[Dataset excerpts]

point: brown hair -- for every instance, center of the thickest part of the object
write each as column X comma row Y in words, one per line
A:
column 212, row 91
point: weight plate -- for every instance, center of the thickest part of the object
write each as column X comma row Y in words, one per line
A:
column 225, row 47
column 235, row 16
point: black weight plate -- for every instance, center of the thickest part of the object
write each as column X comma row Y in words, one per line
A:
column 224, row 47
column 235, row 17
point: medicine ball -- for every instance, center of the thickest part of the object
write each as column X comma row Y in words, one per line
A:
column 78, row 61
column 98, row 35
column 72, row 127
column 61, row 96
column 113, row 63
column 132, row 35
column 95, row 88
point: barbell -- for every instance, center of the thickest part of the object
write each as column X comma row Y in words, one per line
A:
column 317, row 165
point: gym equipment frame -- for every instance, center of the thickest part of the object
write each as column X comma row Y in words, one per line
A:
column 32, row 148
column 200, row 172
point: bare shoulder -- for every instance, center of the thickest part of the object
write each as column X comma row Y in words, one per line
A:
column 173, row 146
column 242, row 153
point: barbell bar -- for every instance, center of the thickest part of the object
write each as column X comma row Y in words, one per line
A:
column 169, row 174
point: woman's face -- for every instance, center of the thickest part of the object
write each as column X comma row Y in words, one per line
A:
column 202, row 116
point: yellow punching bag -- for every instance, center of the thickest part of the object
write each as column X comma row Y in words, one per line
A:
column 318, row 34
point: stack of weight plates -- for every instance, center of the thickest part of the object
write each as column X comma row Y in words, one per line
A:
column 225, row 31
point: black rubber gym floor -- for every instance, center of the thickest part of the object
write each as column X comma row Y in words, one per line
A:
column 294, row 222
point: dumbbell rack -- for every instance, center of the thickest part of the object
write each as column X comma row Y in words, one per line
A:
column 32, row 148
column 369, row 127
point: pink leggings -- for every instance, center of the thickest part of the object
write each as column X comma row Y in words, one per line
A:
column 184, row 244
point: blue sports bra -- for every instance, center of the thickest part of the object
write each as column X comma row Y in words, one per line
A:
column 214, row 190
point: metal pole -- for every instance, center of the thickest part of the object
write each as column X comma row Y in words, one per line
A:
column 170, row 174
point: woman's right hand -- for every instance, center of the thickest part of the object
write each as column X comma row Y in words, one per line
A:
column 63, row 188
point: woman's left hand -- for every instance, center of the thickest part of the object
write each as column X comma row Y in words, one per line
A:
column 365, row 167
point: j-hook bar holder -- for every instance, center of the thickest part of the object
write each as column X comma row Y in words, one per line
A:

■ About this task
Where does the word "woman" appear in the records above? Return every line that holds it.

■ Result below
point: woman's face -- for every instance, center of the thickest part of the object
point: woman's right hand -- for every instance, center of the thickest part of the object
point: woman's left hand -- for every instance, center of the thickest part of the object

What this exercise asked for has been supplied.